### DESCRIPTION OF THE TASK
Find the lines of data that contain the string "metal", then list them.
........
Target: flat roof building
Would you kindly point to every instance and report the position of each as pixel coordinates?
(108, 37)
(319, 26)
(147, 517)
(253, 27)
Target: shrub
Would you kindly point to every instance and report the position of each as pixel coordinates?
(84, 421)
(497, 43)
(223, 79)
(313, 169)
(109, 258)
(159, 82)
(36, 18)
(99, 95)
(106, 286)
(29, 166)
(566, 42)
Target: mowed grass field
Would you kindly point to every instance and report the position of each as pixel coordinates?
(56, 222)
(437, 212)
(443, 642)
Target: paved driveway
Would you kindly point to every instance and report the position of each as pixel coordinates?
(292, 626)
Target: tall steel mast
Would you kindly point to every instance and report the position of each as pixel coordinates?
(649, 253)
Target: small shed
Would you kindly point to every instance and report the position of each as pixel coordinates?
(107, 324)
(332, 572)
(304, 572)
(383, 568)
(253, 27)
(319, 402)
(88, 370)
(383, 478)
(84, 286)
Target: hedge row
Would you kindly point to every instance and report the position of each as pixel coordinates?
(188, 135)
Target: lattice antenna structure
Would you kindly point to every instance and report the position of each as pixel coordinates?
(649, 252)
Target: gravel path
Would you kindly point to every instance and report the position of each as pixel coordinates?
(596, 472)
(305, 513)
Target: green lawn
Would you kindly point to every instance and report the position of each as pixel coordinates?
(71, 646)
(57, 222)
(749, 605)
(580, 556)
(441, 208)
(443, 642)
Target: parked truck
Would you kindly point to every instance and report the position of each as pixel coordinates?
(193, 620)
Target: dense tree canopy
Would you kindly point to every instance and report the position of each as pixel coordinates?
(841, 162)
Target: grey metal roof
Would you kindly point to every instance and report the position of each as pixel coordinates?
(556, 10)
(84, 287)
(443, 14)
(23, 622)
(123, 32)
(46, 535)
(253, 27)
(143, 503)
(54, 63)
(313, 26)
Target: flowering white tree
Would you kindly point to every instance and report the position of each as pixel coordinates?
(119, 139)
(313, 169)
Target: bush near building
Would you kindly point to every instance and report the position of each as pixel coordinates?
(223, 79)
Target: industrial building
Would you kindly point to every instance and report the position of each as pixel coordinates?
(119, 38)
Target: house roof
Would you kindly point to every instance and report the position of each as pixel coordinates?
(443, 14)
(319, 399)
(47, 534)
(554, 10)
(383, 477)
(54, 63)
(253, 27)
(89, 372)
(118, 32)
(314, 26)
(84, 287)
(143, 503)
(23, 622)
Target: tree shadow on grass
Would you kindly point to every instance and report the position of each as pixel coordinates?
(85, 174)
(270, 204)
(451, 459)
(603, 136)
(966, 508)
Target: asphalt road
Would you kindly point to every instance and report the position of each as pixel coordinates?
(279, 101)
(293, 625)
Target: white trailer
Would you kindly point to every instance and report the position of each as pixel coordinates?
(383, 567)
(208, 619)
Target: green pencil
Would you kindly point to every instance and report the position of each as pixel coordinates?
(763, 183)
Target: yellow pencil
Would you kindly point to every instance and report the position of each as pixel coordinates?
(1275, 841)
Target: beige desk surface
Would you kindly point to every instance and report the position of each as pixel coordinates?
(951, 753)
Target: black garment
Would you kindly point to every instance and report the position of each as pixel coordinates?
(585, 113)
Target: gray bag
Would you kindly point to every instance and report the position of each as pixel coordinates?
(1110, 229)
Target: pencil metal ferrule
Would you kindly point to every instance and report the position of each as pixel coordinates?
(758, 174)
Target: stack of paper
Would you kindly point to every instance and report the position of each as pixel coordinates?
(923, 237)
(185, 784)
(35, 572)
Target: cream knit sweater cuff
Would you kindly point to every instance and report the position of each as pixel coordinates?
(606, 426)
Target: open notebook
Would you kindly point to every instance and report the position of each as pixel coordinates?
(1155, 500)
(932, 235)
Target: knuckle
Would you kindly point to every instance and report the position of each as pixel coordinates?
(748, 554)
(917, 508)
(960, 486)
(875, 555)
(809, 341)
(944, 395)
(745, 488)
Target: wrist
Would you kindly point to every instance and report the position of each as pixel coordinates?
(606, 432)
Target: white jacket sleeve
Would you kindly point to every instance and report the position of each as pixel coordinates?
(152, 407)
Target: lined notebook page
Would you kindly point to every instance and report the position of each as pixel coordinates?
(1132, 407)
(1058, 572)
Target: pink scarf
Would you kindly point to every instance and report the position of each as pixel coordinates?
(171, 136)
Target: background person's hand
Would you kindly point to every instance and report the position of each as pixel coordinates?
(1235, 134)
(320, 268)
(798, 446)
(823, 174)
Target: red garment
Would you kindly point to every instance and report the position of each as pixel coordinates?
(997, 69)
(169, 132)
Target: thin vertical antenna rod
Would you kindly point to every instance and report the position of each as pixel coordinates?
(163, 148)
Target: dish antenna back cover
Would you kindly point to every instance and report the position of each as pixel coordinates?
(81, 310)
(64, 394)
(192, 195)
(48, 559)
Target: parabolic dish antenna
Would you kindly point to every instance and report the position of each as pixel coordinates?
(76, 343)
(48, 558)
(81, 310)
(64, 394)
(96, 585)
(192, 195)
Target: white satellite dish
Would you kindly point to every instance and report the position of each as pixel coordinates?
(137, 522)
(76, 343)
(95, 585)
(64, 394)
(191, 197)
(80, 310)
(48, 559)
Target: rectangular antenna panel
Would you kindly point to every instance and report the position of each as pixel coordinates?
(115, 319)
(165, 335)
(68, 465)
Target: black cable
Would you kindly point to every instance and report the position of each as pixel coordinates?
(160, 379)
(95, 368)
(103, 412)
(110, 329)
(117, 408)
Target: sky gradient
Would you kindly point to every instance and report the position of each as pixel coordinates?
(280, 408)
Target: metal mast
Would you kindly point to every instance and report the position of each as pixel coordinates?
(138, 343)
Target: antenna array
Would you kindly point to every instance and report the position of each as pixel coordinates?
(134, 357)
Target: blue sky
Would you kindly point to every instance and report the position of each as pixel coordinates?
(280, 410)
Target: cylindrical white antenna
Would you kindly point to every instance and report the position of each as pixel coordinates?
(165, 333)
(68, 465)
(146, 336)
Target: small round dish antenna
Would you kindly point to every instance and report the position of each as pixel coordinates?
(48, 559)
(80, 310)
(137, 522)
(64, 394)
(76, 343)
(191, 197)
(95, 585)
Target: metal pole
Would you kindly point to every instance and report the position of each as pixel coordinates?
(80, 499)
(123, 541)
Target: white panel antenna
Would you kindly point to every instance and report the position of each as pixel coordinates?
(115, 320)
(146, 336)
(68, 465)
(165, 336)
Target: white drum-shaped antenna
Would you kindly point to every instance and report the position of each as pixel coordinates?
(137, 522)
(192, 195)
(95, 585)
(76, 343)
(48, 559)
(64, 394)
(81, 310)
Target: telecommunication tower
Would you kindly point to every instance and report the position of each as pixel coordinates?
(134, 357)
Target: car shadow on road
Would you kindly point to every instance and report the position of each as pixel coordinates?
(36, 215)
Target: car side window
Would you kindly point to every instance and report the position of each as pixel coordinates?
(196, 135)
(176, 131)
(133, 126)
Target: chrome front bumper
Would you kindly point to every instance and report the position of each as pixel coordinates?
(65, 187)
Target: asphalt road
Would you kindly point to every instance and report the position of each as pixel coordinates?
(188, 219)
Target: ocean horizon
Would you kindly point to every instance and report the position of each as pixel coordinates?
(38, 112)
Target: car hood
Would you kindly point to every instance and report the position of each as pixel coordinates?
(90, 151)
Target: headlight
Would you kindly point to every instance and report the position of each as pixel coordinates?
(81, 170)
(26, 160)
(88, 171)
........
### ANSWER SECTION
Target: grey metal roof
Target: pencil metal ferrule
Target: metal mast
Target: metal pole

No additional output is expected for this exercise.